Lay out the listing below as a numbered list, one item per line, and drop any blank lines.

►

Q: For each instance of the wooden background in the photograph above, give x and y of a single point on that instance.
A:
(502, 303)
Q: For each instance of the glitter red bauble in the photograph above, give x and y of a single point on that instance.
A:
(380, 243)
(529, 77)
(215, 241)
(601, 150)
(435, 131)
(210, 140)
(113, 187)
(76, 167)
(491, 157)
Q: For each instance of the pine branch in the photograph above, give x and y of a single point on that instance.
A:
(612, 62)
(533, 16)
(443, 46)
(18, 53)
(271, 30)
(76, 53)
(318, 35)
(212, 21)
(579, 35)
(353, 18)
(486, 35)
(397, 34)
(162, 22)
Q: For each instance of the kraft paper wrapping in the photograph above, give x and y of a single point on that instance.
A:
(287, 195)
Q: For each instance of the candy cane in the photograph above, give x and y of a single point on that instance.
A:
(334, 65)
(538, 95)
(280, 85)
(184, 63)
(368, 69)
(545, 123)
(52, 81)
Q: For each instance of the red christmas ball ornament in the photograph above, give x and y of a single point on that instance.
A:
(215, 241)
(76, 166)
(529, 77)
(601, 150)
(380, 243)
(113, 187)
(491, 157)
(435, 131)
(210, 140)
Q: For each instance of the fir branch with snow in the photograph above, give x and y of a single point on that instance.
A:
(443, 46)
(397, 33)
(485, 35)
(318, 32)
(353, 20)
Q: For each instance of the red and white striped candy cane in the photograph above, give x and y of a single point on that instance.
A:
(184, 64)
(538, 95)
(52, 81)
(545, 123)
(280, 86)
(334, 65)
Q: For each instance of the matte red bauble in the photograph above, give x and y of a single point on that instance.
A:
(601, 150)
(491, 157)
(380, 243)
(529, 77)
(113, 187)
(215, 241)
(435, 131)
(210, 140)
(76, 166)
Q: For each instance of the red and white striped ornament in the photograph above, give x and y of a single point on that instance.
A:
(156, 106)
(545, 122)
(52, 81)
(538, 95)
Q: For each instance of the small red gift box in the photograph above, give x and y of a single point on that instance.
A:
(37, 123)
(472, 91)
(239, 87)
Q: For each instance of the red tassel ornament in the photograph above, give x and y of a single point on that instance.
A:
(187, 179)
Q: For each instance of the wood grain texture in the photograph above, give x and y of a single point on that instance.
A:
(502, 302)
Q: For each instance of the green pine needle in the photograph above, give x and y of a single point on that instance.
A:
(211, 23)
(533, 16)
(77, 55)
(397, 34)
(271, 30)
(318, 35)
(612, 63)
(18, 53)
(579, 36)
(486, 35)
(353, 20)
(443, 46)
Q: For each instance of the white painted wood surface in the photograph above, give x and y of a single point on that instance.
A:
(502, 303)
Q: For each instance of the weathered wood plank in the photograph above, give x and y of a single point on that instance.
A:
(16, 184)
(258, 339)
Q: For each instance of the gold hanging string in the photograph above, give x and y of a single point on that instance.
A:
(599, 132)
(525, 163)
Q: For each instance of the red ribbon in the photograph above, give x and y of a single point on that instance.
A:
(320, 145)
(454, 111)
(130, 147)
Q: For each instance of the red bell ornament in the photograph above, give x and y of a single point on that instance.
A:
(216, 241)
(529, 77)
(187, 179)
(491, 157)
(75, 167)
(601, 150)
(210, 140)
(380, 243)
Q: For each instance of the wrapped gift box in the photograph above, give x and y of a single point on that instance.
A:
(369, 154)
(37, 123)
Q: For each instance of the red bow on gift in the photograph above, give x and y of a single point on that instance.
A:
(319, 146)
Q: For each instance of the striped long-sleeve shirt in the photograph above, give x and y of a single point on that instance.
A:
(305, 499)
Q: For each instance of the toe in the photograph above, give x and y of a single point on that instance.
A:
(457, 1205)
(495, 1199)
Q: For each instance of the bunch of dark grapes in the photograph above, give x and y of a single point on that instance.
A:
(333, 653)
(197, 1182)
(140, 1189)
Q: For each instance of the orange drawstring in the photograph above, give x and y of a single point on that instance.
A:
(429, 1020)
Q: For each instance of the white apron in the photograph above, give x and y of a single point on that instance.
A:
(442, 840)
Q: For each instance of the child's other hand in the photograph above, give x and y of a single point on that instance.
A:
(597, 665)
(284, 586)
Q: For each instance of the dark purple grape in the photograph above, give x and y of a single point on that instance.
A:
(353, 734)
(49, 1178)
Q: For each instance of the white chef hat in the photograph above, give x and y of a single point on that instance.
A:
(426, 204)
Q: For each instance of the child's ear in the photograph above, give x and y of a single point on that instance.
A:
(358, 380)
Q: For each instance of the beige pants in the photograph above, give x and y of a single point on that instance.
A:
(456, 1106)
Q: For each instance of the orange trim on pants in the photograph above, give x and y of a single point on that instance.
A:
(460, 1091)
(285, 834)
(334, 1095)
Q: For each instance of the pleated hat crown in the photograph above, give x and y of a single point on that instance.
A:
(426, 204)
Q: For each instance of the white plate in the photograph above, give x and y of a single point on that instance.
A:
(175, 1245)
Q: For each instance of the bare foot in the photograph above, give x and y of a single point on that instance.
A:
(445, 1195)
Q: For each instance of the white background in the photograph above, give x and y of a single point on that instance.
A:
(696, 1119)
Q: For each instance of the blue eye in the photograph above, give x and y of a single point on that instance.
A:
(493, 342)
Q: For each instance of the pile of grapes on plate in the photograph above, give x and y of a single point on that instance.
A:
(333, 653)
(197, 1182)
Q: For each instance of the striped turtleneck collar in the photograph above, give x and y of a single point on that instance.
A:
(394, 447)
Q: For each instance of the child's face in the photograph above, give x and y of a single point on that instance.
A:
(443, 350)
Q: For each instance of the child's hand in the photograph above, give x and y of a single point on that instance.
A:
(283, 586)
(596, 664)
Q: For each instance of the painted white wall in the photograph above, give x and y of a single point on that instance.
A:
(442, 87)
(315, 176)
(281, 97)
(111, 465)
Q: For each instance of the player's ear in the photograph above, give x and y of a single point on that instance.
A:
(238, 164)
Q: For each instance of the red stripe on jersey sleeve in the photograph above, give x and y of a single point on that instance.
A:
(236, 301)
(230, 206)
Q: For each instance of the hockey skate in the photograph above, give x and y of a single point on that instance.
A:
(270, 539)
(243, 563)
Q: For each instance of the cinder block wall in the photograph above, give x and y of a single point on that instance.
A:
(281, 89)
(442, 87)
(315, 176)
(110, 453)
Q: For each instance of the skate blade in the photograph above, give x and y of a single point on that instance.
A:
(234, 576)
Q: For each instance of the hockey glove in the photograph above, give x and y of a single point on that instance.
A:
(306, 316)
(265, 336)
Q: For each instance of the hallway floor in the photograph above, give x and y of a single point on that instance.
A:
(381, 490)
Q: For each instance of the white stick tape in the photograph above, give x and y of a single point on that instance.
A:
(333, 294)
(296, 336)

◄

- **COMPLETE OUTPUT**
1. Q: For each instance of the wooden background in the photograph above, give x and y of a single point on that instance.
2. A:
3. (502, 303)
4. Q: For each instance of the glitter red bauble in the photograph above, give x and y of a single point on that instance.
5. A:
6. (380, 243)
7. (529, 77)
8. (215, 241)
9. (601, 150)
10. (435, 131)
11. (210, 140)
12. (113, 187)
13. (76, 167)
14. (491, 157)
15. Q: For each instance of the pine branch in the photograph above, give x and y of a single point on that instance.
16. A:
17. (612, 62)
18. (533, 16)
19. (443, 46)
20. (18, 53)
21. (271, 30)
22. (76, 53)
23. (318, 35)
24. (212, 21)
25. (579, 35)
26. (353, 18)
27. (486, 35)
28. (397, 34)
29. (162, 22)
30. Q: For each instance of the kraft paper wrapping in the photograph above, give x and y of a single point on that instance.
31. A:
32. (287, 195)
33. Q: For each instance of the candy cane in the photograph above, give x and y of a single point on that instance.
34. A:
35. (334, 65)
36. (538, 95)
37. (280, 85)
38. (184, 63)
39. (368, 69)
40. (545, 123)
41. (52, 81)
42. Q: For each instance of the red christmas ball ornament in the photograph above, give x and y of a single point on that instance.
43. A:
44. (215, 241)
45. (76, 166)
46. (529, 77)
47. (601, 150)
48. (380, 243)
49. (113, 187)
50. (491, 157)
51. (435, 131)
52. (210, 140)
53. Q: For each instance of the fir branch with snow in the photograph above, give x and y of a single point on that instance.
54. A:
55. (443, 46)
56. (397, 33)
57. (485, 35)
58. (318, 32)
59. (353, 20)
60. Q: For each instance of the red and white striped candy cane in the photograph above, give x and y of a single point on that instance.
61. A:
62. (184, 64)
63. (538, 95)
64. (52, 81)
65. (545, 123)
66. (280, 86)
67. (334, 65)
68. Q: For each instance of the matte red bauble in the photograph above, give x and y of a single point on that instance.
69. A:
70. (601, 150)
71. (491, 157)
72. (380, 243)
73. (529, 77)
74. (113, 187)
75. (215, 241)
76. (435, 131)
77. (210, 140)
78. (76, 166)
79. Q: For each instance of the red and white striped ornament in the photograph above, give x and y of a single point on that instance.
80. A:
81. (156, 106)
82. (545, 122)
83. (52, 81)
84. (538, 95)
85. Q: For each instance of the small red gift box in the photograph above, give x and y of a single point on that instance.
86. A:
87. (37, 123)
88. (472, 91)
89. (239, 87)
90. Q: For each instance of the red tassel ornament in the photograph above, give x and y of a single point on that instance.
91. A:
92. (187, 179)
93. Q: For each instance of the wood grain texture in the photograph above, give x and y of a single point on that instance.
94. A:
95. (502, 302)
96. Q: For each instance of the green pine needle in the photograph above, give x and y of a single point on that instance.
97. A:
98. (211, 23)
99. (533, 16)
100. (77, 55)
101. (397, 34)
102. (271, 30)
103. (318, 35)
104. (612, 63)
105. (18, 53)
106. (579, 36)
107. (486, 35)
108. (353, 20)
109. (443, 46)
110. Q: For each instance of the white painted wood surface in the photograph above, give x and y of a single point on that instance.
111. A:
112. (502, 303)
113. Q: For each instance of the weathered wood plank in the photograph above, give x and y of a single point on that instance.
114. A:
115. (16, 184)
116. (258, 339)
117. Q: For each instance of the gold hanging string in the photograph above, give x and y of a single point on that instance.
118. A:
119. (599, 132)
120. (525, 163)
121. Q: For each instance of the red ribbon in the photograph above, give x and y of a single point on that instance.
122. A:
123. (320, 145)
124. (454, 111)
125. (130, 147)
126. Q: For each instance of the red bell ornament in the photograph above, give x and y of a single point on that instance.
127. A:
128. (216, 241)
129. (529, 77)
130. (187, 179)
131. (491, 157)
132. (75, 167)
133. (601, 150)
134. (210, 140)
135. (380, 243)
136. Q: For each instance of the wrapped gift box in the photograph above, give x and y of a single point on that instance.
137. A:
138. (369, 154)
139. (37, 123)
140. Q: For each instance of the red bow on gift in the photograph above, give x and y of a single point on that instance.
141. A:
142. (319, 146)
143. Q: For each instance of the striped long-sleeve shirt in the photograph above, give x and y of a single point on that instance.
144. A:
145. (305, 499)
146. Q: For each instance of the toe in the photograph above, give x and y of a single point on that instance.
147. A:
148. (457, 1205)
149. (495, 1199)
150. Q: For each instance of the bunch of dark grapes in the photograph above, give x and y of a single point on that instance.
151. A:
152. (333, 653)
153. (197, 1182)
154. (140, 1189)
155. Q: For each instance of the orange drawstring in the photograph above, give x and y of a single point on that instance.
156. A:
157. (429, 1020)
158. Q: For each instance of the white apron in the photograph above, give x and y of a single point on that instance.
159. A:
160. (442, 840)
161. Q: For each instance of the child's other hand in the photograph above, give x and y of a single point on that instance.
162. A:
163. (597, 665)
164. (284, 586)
165. Q: For each instance of the dark purple grape in the photograph above, give x and y of a single point on that instance.
166. A:
167. (353, 734)
168. (49, 1178)
169. Q: For each instance of the white chef hat in the photograph above, give x and y of a single point on that instance.
170. A:
171. (426, 204)
172. Q: For each instance of the child's ear in the photograph above, give x and y of a single point on that instance.
173. A:
174. (358, 380)
175. Q: For each instance of the beige pants in the photograph above, give x and y of a single point on that instance.
176. A:
177. (456, 1106)
178. Q: For each instance of the orange trim on pants in the photograph above, give x and y of a single point on that instance.
179. A:
180. (460, 1091)
181. (285, 834)
182. (334, 1095)
183. Q: For each instance of the pleated hat crown in the photograph above, give x and y of a single point on that instance.
184. A:
185. (426, 204)
186. Q: For each instance of the white plate in the photograph above, give x and y of a single point on that instance.
187. A:
188. (175, 1245)
189. Q: For each instance of the bare foot in the photograph above, give x and y of a single point on that instance.
190. A:
191. (445, 1195)
192. Q: For each instance of the white background in the photograph above, give x and y of a single point on that instance.
193. A:
194. (696, 1119)
195. Q: For each instance of the blue eye in the photograph above, give x and y of a single point on that instance.
196. A:
197. (493, 342)
198. Q: For each instance of the pile of grapes on plate in the photograph above, give x and y of a single point on that instance.
199. A:
200. (333, 653)
201. (197, 1182)
202. Q: For each instance of the striped turtleneck collar in the photograph above, give x and y of a single point on that instance.
203. A:
204. (394, 447)
205. Q: For each instance of the child's face in the photograph above, give x and y of a single point on that instance.
206. A:
207. (443, 350)
208. Q: For each instance of the child's hand in the photograph above, give x and y of a single point on that instance.
209. A:
210. (283, 586)
211. (596, 664)
212. Q: For each instance of the painted white wall in the photograph above, give x and y of a single point on that instance.
213. A:
214. (442, 87)
215. (315, 176)
216. (281, 97)
217. (111, 465)
218. Q: For each instance of the player's ear in the photograph above, give x and y of a single point on that instance.
219. A:
220. (238, 164)
221. Q: For each instance of the red stripe on jersey sleeve in the photograph above, give x and y of a single point on that instance.
222. A:
223. (236, 301)
224. (230, 206)
225. Q: For each instance of the hockey skate in the photograph above, give x and y of a single point on that instance.
226. A:
227. (270, 539)
228. (243, 563)
229. Q: For each instance of the cinder block wall in the photograph above, give x and y of a single point on that instance.
230. A:
231. (281, 89)
232. (442, 87)
233. (315, 176)
234. (110, 453)
235. Q: For each instance of the skate blade in the photograph above, give x and y of a single point on that instance.
236. A:
237. (234, 576)
238. Q: For each instance of the hockey glove in the photograph above, give x and y of a single point on that instance.
239. A:
240. (306, 316)
241. (265, 336)
242. Q: For each instance of the hallway floor in the photograph above, give x and y of a single point on that instance.
243. A:
244. (381, 490)
245. Q: For each instance of the white stick tape in the photograph above, give x and y of a single point on that instance.
246. A:
247. (333, 294)
248. (296, 336)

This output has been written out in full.